:: Excerpt ::
++++
Artwork by Abdul Sattar Abbasi

Asif Ali Zardari — dealmaker extraordinaire

If successful, PPP leader could become the president for the second time.
Published January 23, 2024

Asif Ali Zardari was born in 1955 to a well-known Baloch family from Nawabshah, Sindh. He married Benazir Bhutto, who later became Pakistan’s first female prime minister, in 1987.

Zardari’s initiation into politics was not very successful but his career began to take off after his marriage to Benazir. In both her governments, he was appointed federal minister — first with the portfolio of environment and later with that of investment.

In 1990, he was accused of tying a bomb to a businessman’s leg and sending him into a bank to withdraw cash from his account as a pay-off. The charge was never proven and Zardari was released after spending three years in prison.

In 1996, after the dismissal of Benazir’s second government, Zardari was arrested and charged with several offences, including the murder of his brother-in-law, Murtaza Bhutto. He remained in prison for eight years and was released on bail in 2004, which was followed by his acquittal four years later.

Following his release, Zardari kept a low profile but returned to Pakistan in December 2007 after Benazir’s assassination.
++++
:: Extracted records ::
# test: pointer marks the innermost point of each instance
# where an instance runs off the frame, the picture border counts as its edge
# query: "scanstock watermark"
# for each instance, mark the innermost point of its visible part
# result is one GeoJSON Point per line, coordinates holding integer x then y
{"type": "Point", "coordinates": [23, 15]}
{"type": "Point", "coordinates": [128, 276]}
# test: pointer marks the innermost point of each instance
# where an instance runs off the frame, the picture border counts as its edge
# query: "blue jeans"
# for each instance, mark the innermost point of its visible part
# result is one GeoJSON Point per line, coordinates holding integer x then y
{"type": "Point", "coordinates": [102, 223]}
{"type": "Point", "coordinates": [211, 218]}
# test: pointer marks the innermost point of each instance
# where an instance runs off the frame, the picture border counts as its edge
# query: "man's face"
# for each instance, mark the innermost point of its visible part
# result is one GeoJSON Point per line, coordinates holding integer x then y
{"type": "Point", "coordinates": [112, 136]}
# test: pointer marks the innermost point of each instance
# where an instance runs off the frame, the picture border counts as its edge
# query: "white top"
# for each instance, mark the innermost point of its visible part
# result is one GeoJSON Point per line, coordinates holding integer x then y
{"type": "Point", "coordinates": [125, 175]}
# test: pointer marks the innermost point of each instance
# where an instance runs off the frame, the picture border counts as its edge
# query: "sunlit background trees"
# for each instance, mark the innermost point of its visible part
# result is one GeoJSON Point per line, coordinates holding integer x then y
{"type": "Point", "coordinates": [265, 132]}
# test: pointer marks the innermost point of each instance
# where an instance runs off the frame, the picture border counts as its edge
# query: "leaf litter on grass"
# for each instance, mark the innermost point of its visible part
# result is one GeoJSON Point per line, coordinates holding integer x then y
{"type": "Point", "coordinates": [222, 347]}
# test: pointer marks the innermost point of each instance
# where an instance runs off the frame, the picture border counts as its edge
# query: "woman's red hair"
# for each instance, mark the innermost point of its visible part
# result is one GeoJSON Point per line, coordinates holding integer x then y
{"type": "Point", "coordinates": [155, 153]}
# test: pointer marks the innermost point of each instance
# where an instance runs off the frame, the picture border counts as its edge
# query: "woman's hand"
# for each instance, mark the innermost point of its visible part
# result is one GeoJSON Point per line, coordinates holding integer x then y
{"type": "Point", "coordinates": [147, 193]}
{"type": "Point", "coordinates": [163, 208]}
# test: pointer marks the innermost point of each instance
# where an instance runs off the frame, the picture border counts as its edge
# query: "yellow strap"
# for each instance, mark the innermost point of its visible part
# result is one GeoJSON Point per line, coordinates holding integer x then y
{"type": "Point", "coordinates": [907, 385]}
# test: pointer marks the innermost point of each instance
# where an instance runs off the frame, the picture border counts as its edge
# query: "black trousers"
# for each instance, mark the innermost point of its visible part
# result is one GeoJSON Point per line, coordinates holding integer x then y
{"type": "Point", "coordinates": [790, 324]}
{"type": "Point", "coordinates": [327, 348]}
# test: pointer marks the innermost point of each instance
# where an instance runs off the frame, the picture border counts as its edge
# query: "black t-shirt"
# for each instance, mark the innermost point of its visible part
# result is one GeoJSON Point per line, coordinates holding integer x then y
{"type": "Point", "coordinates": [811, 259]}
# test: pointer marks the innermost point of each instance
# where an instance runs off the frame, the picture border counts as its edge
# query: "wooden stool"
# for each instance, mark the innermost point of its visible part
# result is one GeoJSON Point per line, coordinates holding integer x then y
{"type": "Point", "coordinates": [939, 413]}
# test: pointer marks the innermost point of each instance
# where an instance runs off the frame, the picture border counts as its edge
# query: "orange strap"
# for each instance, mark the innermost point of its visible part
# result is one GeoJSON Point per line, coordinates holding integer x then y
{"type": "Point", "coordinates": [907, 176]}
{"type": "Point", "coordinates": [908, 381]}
++++
:: Work task 1 ::
In the Zardari profile, in what year did Zardari marry Benazir Bhutto?
:: Work task 2 ::
Which years are written in figures in the Zardari profile, including its publication line?

:: Answer 1 ::
1987

:: Answer 2 ::
1955, 1987, 1990, 1996, 2004, 2007, 2024